* **INPUT RECORDS**:

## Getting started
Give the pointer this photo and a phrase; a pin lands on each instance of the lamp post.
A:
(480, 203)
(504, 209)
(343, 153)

* **AIM OF THE EXERCISE**: The records above need to be duplicated. Keep every word unchanged.

* **YOUR SOLUTION**:
## Getting started
Give the pointer this photo and a phrase; a pin lands on each instance of the lamp post.
A:
(480, 203)
(504, 209)
(343, 153)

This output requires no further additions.